What is required: Only the lines running from the line with "Roadside-survey request: point out the blue" to the end of the records below belong in the answer, each copied exactly.

Records from a dataset
BEGIN

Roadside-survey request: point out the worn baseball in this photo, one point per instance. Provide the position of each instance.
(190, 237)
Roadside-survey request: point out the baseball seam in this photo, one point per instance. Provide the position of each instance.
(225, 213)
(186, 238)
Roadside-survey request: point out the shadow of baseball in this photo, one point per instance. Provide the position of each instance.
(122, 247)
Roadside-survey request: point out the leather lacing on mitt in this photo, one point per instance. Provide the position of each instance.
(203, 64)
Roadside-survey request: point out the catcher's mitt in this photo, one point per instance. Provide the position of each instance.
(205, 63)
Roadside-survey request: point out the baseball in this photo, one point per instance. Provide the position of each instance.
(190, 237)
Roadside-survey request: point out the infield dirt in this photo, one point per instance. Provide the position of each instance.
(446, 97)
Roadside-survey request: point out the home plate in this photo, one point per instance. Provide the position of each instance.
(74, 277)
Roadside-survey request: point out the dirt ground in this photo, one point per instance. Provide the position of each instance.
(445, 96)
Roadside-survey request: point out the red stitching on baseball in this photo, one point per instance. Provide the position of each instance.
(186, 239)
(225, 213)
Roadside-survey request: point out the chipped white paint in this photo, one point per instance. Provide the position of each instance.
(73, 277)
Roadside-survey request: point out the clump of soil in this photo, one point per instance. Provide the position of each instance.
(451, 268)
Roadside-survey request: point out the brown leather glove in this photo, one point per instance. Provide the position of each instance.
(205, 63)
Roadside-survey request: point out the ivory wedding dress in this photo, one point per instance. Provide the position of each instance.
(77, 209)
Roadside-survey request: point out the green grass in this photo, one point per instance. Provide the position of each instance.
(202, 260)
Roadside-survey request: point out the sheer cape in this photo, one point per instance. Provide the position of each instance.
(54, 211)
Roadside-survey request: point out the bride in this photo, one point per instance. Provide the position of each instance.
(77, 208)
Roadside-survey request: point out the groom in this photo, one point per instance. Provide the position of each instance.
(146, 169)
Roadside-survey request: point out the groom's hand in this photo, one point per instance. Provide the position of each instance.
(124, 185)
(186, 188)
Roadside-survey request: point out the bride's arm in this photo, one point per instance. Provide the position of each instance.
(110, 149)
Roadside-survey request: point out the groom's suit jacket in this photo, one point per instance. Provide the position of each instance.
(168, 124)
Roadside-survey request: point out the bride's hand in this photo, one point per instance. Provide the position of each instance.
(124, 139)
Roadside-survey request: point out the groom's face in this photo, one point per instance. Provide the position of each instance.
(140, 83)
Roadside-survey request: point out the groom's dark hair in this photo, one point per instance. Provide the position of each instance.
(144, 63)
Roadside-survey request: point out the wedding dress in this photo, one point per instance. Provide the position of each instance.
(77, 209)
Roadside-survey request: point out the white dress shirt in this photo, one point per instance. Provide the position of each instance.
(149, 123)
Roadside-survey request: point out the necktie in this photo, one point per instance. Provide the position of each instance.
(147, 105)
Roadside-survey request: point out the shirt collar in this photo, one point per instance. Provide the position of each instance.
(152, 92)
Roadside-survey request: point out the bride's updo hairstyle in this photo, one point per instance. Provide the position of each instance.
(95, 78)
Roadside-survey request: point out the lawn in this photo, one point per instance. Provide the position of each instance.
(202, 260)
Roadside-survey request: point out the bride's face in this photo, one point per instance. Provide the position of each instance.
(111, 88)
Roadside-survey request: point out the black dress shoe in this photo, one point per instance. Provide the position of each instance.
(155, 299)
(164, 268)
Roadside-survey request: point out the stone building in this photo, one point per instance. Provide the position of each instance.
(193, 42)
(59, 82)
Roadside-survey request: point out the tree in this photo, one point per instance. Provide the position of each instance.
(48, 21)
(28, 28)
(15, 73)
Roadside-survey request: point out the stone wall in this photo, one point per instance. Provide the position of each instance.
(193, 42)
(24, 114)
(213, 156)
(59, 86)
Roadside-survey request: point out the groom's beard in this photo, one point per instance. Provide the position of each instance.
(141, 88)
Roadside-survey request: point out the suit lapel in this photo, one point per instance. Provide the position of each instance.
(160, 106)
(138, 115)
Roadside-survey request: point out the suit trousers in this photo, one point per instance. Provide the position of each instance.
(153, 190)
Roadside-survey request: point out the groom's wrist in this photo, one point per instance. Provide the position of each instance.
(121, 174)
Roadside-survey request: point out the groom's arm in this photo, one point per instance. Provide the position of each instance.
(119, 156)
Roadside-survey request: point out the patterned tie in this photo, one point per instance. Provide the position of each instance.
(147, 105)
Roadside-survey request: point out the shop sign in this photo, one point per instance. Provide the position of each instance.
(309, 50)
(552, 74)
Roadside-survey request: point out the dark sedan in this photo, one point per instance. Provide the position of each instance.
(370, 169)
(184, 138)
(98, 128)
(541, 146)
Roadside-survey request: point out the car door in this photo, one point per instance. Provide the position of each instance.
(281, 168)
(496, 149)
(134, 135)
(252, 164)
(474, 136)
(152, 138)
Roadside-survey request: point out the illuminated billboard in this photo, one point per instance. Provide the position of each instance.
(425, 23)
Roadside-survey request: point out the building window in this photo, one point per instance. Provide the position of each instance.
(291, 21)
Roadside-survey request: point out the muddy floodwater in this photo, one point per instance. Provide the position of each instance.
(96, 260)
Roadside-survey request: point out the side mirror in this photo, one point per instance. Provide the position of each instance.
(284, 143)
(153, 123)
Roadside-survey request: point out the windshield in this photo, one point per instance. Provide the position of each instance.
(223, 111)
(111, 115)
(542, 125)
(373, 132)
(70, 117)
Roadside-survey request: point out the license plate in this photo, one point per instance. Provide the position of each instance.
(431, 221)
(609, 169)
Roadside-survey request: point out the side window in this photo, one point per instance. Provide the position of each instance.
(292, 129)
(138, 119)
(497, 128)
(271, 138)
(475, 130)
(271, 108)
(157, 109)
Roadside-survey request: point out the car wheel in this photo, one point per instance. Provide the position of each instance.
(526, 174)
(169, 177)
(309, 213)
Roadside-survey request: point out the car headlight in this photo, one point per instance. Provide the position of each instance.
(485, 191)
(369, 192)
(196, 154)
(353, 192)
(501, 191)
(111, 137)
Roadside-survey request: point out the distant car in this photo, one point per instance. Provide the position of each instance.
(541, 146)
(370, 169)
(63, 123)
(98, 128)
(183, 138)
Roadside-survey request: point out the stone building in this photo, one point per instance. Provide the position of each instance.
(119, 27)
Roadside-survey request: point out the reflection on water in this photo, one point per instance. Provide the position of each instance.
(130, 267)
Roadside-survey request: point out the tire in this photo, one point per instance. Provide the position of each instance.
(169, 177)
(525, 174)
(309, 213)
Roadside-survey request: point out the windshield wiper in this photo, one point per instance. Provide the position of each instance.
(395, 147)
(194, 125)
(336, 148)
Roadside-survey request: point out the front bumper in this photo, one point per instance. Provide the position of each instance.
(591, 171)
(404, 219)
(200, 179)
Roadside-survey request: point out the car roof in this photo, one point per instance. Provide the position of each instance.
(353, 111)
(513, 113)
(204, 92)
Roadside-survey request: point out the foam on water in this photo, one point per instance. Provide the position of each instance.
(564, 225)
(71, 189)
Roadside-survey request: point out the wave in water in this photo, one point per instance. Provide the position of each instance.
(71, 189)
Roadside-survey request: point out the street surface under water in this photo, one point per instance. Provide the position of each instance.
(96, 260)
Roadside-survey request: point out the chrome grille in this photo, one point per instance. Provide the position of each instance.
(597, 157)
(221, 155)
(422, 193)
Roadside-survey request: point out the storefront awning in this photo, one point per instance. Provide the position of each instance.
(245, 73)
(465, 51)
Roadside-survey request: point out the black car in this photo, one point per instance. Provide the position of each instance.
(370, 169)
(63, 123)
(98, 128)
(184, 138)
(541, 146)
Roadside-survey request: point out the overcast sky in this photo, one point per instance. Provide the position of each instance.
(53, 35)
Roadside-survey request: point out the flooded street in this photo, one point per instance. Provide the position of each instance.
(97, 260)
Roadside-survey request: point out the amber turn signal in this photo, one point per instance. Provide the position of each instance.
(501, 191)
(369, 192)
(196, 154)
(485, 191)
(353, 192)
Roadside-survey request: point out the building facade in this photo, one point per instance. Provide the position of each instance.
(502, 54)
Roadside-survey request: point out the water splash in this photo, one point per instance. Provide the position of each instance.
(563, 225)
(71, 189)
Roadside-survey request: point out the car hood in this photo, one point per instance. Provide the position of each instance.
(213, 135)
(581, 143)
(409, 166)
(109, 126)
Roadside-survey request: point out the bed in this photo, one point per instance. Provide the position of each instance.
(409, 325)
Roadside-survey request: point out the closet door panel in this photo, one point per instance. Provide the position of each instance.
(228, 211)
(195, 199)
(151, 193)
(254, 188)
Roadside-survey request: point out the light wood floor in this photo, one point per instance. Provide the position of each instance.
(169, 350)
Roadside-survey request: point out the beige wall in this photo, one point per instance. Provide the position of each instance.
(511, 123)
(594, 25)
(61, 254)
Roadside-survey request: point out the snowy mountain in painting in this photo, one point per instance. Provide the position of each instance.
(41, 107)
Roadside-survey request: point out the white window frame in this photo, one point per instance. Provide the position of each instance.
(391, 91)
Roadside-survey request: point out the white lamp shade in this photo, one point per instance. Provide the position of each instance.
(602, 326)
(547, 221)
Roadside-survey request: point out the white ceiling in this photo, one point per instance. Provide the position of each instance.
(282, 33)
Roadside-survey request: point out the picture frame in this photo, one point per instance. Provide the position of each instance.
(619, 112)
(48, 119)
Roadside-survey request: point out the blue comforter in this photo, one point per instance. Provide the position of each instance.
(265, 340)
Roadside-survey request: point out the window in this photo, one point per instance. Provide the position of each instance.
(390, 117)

END

Response box:
Roadside-survey request: point out the blue comforter in this photo, one point per instance. Provide the position of each instance.
(265, 340)
Roadside-survey request: point out the window in this photo, one point per instance. Provide the position of each instance.
(390, 117)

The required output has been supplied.